Вечер. Рынок. После жаркого дня и ливней – сауна. Но закупиться-то надо.
Несколько лавочек на рынке. На одной пожилой мужик, он скучает, зевает, читает никому не нужную газетку. На другой – средних лет женщина с ожиданием на лице.
К мужику подплывает жена, нагруженная как верблюд:
– Ой, так устала. Смотри, сметанка пирятинская... Клубничка, она ж как золото, взяла два кило, больше не осталось...
– Да пошли уже, сколько можно ждать, ты меня этой жарой доконаешь, – бросает газетку мужик.
К ожидающей женщине подлетает муж:
– Ну что, я недолго? Минут десять всего... Не устала ждать? Всё купил – куру, ягоды, хлеб, кекс... Идем скорей, что сидишь, тебе же жарко.

***

Еще один способ самозащиты от рекламы.
Когда едешь в метро, перед глазами мельтешат названия лекарств и танцуют прокладки. Чтобы это всё не осталось в мозгу, я придаю зазывам обратный знак. Получается:
Лазерный эпилятор. Удаление волос медленно и с болью.
Хотите оставаться толстой и некрасивой? Препарат для похудения такой-то.
Смешные сумочки по модным ценам.
Финансовый союз: работаем нестабильно, работаем не для вас.
Рядомстоящие удивленно смотрят на хихикающего меня... Зато помогает.

***

Маленькая лабораторная работка.
Зарегистрированы приливы и отливы уровня ума в пределах одного и того же организма. Моего конечно, кто ж свой предоставит.
На гребне приливной волны – острый холодок от понимания мировых связей, внезапные озарения, глубокие абзацы в текстотворении, точные ироничные замечания в разговорах, глубоко оправданный язвительный пессимизм. Но телевизор лучше не включать, с окружающими соседями и пассажирами не общаться, за справками-бумагами не ходить. Страдальческие морщины, скука и тоска.

● **Собранные данные**
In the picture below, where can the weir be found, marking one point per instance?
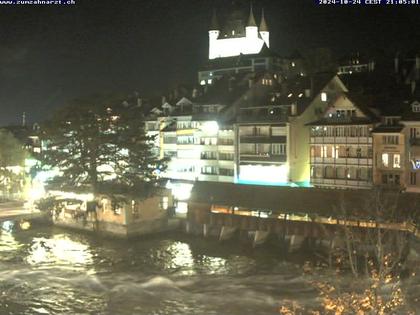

● **Условие задания**
Ответьте по фрагменту текста:
(а) Сколько клубники взяла жена пожилого мужика?
(б) Как после перемены знака звучит реклама лазерного эпилятора?
(в) Чего лучше не делать на гребне приливной волны?

● **Ответ**
(а) Два кило.
(б) «Удаление волос медленно и с болью».
(в) Не включать телевизор, не общаться с соседями и пассажирами, не ходить за справками-бумагами.